→ Aim of the exercise
Please copy out each entry, word for word.

→ Study material

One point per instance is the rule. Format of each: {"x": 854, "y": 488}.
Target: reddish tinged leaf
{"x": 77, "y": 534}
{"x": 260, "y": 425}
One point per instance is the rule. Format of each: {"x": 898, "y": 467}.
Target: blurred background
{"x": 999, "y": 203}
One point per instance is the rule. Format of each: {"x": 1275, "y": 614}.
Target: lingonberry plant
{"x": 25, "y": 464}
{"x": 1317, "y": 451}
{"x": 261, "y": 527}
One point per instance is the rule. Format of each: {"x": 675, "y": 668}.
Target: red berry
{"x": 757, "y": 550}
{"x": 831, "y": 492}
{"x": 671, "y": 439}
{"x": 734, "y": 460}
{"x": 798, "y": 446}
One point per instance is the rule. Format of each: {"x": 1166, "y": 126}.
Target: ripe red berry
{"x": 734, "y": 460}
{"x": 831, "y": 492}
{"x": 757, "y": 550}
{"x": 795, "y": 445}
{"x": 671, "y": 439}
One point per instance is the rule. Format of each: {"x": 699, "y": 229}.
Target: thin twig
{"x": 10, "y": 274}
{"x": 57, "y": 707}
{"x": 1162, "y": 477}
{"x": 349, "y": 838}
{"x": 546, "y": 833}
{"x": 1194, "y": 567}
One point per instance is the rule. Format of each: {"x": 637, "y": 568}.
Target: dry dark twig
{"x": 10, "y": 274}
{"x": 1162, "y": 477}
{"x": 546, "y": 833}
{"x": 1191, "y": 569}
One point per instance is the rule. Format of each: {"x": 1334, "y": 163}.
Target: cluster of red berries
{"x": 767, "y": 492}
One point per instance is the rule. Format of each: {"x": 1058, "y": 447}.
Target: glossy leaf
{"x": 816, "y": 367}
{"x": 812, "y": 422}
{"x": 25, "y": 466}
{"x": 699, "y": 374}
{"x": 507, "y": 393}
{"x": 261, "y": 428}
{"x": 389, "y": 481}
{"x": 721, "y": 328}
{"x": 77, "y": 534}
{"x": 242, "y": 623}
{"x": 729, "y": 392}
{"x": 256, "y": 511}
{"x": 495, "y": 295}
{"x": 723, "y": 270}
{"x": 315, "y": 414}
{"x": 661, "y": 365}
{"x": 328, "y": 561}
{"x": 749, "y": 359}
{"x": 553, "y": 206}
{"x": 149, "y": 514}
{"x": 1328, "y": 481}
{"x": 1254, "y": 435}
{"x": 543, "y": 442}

→ Answer area
One point per instance is the rule. Format of each: {"x": 854, "y": 488}.
Target: reddish tinged leaf
{"x": 77, "y": 534}
{"x": 260, "y": 425}
One point per instance is the rule. Format of each: {"x": 898, "y": 467}.
Target: blurred background
{"x": 999, "y": 203}
One point per instance is the rule. Format of each: {"x": 1275, "y": 614}.
Target: lingonberry plant
{"x": 25, "y": 464}
{"x": 1317, "y": 451}
{"x": 261, "y": 527}
One point per instance is the rule. Format of each: {"x": 675, "y": 668}.
Target: red berry
{"x": 757, "y": 550}
{"x": 831, "y": 492}
{"x": 671, "y": 439}
{"x": 734, "y": 460}
{"x": 798, "y": 446}
One point per instance is the rule. Format of each: {"x": 1166, "y": 126}.
Target: ripe red berry
{"x": 734, "y": 460}
{"x": 831, "y": 492}
{"x": 757, "y": 550}
{"x": 795, "y": 445}
{"x": 671, "y": 439}
One point per instance is the rule. Format of each: {"x": 699, "y": 229}.
Target: thin twig
{"x": 10, "y": 274}
{"x": 57, "y": 707}
{"x": 1162, "y": 477}
{"x": 349, "y": 838}
{"x": 546, "y": 833}
{"x": 1194, "y": 567}
One point per instance is the rule. Format of each: {"x": 637, "y": 568}.
Target: dry dark twig
{"x": 10, "y": 274}
{"x": 1162, "y": 477}
{"x": 546, "y": 833}
{"x": 1191, "y": 569}
One point per instance is the rule. Format of each: {"x": 1334, "y": 163}.
Target: cluster of red berries
{"x": 767, "y": 492}
One point per instance is the rule. Format of each: {"x": 1058, "y": 447}.
Target: glossy leaf
{"x": 816, "y": 367}
{"x": 812, "y": 422}
{"x": 25, "y": 466}
{"x": 699, "y": 374}
{"x": 507, "y": 393}
{"x": 261, "y": 428}
{"x": 389, "y": 481}
{"x": 721, "y": 328}
{"x": 77, "y": 534}
{"x": 242, "y": 623}
{"x": 729, "y": 392}
{"x": 256, "y": 511}
{"x": 495, "y": 295}
{"x": 723, "y": 270}
{"x": 315, "y": 414}
{"x": 661, "y": 365}
{"x": 328, "y": 561}
{"x": 749, "y": 359}
{"x": 553, "y": 206}
{"x": 149, "y": 514}
{"x": 1328, "y": 481}
{"x": 1254, "y": 435}
{"x": 543, "y": 442}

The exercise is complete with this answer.